## Short problem
Reproduce verbatim every line from the one that includes "the man's hand" to the closing line of the entries; omit everything before it.

## Data to use

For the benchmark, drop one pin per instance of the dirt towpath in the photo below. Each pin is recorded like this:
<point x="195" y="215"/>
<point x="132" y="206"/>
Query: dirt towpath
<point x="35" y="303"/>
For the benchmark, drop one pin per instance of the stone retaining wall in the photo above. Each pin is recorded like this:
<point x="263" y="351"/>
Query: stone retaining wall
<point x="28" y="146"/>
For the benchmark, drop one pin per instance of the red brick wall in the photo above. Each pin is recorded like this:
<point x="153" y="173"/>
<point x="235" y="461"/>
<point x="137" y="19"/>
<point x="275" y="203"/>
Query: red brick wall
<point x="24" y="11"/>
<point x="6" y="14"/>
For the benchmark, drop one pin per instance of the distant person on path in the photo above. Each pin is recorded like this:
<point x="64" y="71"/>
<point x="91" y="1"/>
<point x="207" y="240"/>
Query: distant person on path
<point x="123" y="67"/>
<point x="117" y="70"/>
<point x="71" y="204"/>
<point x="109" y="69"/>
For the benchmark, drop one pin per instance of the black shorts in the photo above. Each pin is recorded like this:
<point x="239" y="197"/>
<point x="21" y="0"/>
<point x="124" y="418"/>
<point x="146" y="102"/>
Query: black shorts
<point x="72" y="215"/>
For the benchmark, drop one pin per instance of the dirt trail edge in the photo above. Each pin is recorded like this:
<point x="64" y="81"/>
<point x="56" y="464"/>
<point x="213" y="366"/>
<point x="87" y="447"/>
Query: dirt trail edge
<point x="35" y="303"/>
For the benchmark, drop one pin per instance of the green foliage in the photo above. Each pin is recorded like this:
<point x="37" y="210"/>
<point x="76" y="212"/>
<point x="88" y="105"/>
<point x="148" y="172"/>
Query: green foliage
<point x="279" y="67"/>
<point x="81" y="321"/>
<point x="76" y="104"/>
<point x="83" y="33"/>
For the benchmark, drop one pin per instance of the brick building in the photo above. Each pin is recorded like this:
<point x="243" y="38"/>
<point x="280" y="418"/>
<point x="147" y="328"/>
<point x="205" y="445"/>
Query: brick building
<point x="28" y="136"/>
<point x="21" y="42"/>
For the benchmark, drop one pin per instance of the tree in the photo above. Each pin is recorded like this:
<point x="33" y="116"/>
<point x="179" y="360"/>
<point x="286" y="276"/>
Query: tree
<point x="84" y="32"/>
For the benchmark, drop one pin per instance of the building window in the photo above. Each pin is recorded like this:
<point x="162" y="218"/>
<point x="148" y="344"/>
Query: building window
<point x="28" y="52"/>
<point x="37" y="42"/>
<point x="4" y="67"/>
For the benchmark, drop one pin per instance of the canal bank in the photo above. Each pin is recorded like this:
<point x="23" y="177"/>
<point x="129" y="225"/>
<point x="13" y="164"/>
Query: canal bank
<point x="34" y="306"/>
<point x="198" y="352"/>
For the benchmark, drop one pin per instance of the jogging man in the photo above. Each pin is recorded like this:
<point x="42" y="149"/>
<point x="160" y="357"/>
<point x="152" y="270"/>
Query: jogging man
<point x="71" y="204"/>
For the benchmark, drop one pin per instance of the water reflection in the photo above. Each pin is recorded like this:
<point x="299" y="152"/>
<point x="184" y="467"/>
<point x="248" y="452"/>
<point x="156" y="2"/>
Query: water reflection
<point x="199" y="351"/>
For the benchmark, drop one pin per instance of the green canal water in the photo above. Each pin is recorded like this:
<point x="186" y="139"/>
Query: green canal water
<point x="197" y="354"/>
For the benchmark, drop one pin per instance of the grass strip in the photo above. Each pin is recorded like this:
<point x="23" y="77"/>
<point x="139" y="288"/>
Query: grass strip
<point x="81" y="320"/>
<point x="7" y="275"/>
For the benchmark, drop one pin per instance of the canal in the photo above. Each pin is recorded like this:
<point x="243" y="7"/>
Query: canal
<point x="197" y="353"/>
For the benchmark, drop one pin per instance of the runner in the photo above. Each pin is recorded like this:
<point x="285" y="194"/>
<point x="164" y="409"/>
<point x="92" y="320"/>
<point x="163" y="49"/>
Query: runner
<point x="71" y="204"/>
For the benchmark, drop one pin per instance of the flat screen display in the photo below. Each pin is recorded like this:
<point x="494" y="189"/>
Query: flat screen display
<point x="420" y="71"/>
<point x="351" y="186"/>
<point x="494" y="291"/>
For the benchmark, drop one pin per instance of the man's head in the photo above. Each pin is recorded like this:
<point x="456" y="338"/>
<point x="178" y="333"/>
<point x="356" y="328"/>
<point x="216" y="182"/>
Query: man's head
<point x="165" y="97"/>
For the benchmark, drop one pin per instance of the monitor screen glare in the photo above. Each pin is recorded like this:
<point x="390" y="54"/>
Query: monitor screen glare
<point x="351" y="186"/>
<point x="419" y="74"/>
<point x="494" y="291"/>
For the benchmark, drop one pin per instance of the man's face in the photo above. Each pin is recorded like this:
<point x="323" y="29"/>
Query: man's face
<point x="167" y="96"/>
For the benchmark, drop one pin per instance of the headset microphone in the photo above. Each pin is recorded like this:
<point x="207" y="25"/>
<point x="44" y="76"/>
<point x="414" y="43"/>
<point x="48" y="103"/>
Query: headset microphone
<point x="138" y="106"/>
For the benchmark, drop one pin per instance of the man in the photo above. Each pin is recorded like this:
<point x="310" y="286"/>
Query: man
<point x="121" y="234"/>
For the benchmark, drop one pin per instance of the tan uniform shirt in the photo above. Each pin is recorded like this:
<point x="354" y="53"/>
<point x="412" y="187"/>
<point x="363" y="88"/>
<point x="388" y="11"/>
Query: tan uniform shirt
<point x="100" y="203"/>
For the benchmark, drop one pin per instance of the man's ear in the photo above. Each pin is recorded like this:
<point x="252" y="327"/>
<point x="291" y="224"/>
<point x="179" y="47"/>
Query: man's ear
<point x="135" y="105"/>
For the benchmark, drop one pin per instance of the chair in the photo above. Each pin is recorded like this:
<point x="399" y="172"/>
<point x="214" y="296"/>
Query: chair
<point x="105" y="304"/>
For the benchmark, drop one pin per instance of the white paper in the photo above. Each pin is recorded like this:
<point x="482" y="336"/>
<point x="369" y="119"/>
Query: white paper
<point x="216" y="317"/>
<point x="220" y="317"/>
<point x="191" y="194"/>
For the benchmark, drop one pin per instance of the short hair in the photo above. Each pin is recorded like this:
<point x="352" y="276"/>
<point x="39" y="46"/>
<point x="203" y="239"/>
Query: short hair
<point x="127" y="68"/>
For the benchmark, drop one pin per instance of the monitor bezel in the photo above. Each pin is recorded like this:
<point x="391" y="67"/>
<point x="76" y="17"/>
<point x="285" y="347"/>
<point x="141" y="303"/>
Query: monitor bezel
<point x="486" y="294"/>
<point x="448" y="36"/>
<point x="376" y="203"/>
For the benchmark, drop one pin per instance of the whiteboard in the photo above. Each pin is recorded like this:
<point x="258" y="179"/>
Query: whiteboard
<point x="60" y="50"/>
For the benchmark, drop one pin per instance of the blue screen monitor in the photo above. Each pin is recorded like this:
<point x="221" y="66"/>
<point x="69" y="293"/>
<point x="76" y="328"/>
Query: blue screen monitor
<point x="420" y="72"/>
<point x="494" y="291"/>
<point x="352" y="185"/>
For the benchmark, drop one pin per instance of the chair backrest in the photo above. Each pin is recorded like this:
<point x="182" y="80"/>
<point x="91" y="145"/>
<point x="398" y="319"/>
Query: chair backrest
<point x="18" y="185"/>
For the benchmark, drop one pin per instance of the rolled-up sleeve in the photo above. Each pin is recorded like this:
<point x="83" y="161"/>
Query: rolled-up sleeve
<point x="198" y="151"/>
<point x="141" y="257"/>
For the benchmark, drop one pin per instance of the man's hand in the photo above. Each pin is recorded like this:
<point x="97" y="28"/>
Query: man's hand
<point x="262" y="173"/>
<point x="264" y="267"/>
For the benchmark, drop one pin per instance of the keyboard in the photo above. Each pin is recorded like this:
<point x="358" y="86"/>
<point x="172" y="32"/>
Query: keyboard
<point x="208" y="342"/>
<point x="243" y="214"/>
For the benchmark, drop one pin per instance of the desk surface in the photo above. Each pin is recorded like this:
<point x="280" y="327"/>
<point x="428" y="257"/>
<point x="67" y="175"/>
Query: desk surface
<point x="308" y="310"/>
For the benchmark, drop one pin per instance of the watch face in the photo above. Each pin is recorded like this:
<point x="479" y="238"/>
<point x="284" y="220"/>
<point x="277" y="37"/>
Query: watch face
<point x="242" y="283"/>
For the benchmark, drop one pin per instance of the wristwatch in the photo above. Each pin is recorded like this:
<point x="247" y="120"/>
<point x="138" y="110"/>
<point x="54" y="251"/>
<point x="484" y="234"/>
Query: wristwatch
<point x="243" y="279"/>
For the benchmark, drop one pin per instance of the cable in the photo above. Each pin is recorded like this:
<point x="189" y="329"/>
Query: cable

## Written reply
For the benchmark, drop one pin per instance of the man's hand in the photo above. Each pin is recorded like this:
<point x="97" y="28"/>
Query: man's hand
<point x="262" y="173"/>
<point x="264" y="267"/>
For the benchmark, drop one pin per instance of the keyboard in the photo above. Each pin is recorded like this:
<point x="358" y="86"/>
<point x="172" y="32"/>
Query: keyboard
<point x="208" y="342"/>
<point x="243" y="214"/>
For the benchmark, drop one pin per instance of the desk surface in the photo above. Each pin is recorded like this:
<point x="280" y="327"/>
<point x="428" y="257"/>
<point x="67" y="175"/>
Query: desk surface
<point x="308" y="310"/>
For the benchmark, drop one pin per instance of the watch face in the photo above. Each pin is recorded like this:
<point x="479" y="238"/>
<point x="284" y="220"/>
<point x="277" y="37"/>
Query: watch face
<point x="242" y="283"/>
For the benchmark, drop one pin per instance of the wristwatch in the photo above. Each pin is recorded like this:
<point x="247" y="120"/>
<point x="138" y="110"/>
<point x="54" y="251"/>
<point x="484" y="234"/>
Query: wristwatch
<point x="243" y="279"/>
For the benchmark, drop one pin per instance of the cable in the photo above. Each pin is recorded like this:
<point x="189" y="329"/>
Query: cable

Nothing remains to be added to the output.